Album Description
Bursting onto the music scene in 2003 with her critically acclaimed debut album Failer, Kathleen Edwards quickly found herself performing on the Letterman and Leno shows, opening for The Rolling Stones and Bob Dylan, and championed by Rolling Stone as one of the year's most promising acts. Now that the dust has finally settled, Edwards has delivered on the promise of Failer with a roots rock masterpiece. Back to Me confirms Kathleen Edwards as one of today's most talented new artists.

PROBLEMS =
A - Using the album description, decide whether each statement agrees with it: (i) Failer was Kathleen Edwards's debut album, released in 2003; (ii) Edwards opened for Neil Young; (iii) Rolling Stone named Back to Me the album of the year. Answer yes or no for each, quoting the deciding words.
B - Condense the paragraph of the album description beginning "Bursting onto the music scene" into a bulleted list that retains its main facts.

ENTRIES SHOWN =
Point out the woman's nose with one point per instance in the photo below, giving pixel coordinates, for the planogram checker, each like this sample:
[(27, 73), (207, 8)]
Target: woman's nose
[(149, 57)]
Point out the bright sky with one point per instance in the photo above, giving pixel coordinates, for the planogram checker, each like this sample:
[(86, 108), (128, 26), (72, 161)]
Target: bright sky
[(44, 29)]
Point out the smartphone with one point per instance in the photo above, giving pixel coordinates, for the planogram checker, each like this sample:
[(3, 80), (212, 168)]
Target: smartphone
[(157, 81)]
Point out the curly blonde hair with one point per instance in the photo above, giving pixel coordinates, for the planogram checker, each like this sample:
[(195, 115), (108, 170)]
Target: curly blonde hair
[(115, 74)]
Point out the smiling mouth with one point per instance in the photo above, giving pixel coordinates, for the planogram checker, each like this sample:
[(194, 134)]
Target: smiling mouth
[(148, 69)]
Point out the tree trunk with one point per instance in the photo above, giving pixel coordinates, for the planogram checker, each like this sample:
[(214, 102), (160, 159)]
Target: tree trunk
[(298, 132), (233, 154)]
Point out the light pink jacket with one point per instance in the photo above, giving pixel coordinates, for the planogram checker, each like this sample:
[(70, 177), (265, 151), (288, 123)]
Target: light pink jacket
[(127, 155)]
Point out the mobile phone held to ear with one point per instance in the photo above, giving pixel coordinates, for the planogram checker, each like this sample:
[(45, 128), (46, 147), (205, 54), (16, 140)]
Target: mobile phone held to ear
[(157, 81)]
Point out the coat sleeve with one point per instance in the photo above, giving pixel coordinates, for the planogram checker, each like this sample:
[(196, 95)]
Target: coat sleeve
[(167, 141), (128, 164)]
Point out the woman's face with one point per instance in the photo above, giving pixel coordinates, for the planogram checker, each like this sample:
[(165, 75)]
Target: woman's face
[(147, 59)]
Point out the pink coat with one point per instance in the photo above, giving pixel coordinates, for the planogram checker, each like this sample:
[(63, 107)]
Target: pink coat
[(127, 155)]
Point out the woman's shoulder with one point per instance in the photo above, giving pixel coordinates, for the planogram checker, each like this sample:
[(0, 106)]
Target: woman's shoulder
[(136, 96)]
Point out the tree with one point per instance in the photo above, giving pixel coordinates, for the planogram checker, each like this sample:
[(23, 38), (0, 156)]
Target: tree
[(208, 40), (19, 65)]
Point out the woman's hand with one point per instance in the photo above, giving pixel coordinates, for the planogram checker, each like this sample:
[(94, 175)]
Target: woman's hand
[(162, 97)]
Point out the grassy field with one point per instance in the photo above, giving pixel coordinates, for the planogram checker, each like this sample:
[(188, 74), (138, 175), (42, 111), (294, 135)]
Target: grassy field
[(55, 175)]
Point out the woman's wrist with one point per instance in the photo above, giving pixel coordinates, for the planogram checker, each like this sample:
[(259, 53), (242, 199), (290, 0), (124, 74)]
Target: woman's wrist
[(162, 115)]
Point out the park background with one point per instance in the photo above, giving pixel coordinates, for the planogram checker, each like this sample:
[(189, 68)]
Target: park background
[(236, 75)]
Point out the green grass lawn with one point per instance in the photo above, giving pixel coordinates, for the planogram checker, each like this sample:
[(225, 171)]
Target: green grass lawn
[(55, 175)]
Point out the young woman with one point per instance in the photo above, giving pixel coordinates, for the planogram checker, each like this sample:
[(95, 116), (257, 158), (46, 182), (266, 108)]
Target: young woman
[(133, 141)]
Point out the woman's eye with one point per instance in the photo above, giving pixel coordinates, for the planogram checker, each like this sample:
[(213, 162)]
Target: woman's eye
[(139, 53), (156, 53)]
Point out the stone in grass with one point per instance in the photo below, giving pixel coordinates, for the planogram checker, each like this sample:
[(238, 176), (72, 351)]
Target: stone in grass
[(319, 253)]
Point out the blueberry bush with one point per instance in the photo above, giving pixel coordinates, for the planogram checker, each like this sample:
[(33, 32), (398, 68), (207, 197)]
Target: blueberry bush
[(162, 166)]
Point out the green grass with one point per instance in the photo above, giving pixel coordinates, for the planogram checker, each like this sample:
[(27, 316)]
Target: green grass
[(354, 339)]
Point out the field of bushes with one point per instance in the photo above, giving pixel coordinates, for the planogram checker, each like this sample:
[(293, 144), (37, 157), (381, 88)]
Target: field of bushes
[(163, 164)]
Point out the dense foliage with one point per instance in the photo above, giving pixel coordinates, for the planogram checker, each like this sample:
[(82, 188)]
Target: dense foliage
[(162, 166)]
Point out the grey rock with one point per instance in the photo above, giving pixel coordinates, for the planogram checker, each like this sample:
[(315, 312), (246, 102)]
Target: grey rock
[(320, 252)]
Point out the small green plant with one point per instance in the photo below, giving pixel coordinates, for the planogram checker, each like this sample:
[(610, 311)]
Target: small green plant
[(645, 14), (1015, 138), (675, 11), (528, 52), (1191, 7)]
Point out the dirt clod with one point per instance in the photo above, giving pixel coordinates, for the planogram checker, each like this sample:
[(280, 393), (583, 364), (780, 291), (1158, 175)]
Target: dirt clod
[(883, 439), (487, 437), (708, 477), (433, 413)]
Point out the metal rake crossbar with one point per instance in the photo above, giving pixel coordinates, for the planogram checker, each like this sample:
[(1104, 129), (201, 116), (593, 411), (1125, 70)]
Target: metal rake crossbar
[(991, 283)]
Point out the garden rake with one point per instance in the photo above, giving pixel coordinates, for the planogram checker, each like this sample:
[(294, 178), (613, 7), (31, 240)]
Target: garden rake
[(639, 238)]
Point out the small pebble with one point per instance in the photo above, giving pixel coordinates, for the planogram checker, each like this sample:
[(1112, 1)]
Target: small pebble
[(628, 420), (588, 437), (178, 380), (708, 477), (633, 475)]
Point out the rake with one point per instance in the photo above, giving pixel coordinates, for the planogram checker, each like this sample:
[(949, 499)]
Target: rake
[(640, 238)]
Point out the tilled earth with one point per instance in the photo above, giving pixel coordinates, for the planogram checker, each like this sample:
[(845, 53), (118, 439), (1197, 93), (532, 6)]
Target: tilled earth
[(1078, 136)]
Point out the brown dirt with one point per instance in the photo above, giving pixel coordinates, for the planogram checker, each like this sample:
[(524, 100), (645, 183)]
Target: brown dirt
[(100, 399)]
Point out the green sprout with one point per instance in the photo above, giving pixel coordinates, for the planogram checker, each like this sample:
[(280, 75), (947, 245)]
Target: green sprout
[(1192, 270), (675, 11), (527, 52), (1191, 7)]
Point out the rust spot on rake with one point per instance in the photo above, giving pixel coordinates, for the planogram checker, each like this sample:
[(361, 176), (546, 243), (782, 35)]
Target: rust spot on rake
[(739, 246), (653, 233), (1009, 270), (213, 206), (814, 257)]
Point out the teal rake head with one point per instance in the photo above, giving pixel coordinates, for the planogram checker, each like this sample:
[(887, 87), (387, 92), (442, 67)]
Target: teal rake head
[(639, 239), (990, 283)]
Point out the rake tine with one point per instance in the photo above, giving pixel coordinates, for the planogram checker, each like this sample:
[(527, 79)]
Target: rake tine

RESPONSE LIST =
A -
(i) Yes: "Bursting onto the music scene in 2003 with her critically acclaimed debut album Failer"
(ii) No: "opening for The Rolling Stones and Bob Dylan"
(iii) No: "championed by Rolling Stone as one of the year's most promising acts"

B -
- Kathleen Edwards debuted in 2003 with the critically acclaimed album Failer.
- She soon performed on the Letterman and Leno shows.
- She opened for The Rolling Stones and Bob Dylan.
- Rolling Stone championed her as one of the year's most promising acts.
- Back to Me, a roots rock masterpiece, delivers on the promise of Failer.
- The album confirms her as one of today's most talented new artists.